→ WORK ORDER:
The data that follows should be copied out exactly.

(Data excerpts)
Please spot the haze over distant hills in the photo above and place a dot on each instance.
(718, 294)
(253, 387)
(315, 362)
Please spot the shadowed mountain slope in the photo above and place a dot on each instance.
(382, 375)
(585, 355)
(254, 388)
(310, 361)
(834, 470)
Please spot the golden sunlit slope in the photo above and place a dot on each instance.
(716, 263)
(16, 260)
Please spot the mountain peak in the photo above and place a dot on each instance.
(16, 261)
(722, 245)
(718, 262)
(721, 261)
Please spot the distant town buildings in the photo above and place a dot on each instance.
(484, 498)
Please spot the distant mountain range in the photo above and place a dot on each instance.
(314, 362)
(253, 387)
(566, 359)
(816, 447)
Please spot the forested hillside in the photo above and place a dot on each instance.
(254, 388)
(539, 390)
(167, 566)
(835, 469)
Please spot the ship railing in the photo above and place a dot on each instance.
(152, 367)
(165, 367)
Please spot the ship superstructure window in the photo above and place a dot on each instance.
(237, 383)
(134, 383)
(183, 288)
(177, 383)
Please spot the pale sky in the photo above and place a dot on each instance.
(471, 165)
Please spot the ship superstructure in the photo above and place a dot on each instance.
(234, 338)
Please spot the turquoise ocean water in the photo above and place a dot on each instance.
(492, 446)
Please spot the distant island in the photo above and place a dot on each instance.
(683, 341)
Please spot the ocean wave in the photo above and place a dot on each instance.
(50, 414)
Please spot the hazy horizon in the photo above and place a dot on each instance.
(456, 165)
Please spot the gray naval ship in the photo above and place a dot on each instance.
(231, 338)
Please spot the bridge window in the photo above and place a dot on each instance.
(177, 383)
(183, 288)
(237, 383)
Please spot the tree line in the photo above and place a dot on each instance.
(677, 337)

→ EXERCISE RESULT:
Please spot the haze over distant hills in the photo above and place a dot on each instance.
(718, 294)
(253, 387)
(315, 362)
Please spot the shadowed mountain slope in the photo above and place a dot on each instance.
(382, 375)
(585, 355)
(254, 388)
(310, 361)
(834, 470)
Please spot the golden sunlit slope in the photo above and place a dot on each instance.
(716, 263)
(16, 260)
Please spot the mountain peak in the photo above and place a dot on each instance.
(16, 261)
(722, 245)
(718, 262)
(721, 261)
Please spot the distant town buildings in the photo above and place a dot on each instance.
(484, 498)
Please spot the distant mountain range in the photo above and place a dot on each instance.
(314, 362)
(253, 387)
(566, 359)
(816, 447)
Please spot the forested hillside in the photo above and place a dot on each instance.
(254, 388)
(539, 390)
(167, 566)
(835, 469)
Please spot the ship railing in the photo above and place a dot on each instance.
(152, 367)
(165, 367)
Please spot the ship superstructure window in the photo above and place a dot on each instance.
(237, 383)
(134, 383)
(183, 288)
(177, 383)
Please spot the pale sky in the photo above and place a dot on each instance.
(471, 165)
Please spot the ship superstructure in the photo above and place a dot on each instance.
(234, 338)
Please spot the turquoise ocean water in the photo above and place a dot on each instance.
(492, 446)
Please spot the distant island in the photo above and place a dot on each instance.
(683, 341)
Please spot the ocean wave in the photo above and place a dot on each instance.
(50, 414)
Please spot the hazy horizon in the photo above and place a dot on each instance.
(456, 165)
Please spot the gray naval ship in the photo above and place a dot on each instance.
(231, 338)
Please spot the bridge window in the photo above and place a dot on each instance.
(177, 383)
(183, 288)
(237, 383)
Please spot the tree line in the photo above and place a dot on each instance.
(677, 337)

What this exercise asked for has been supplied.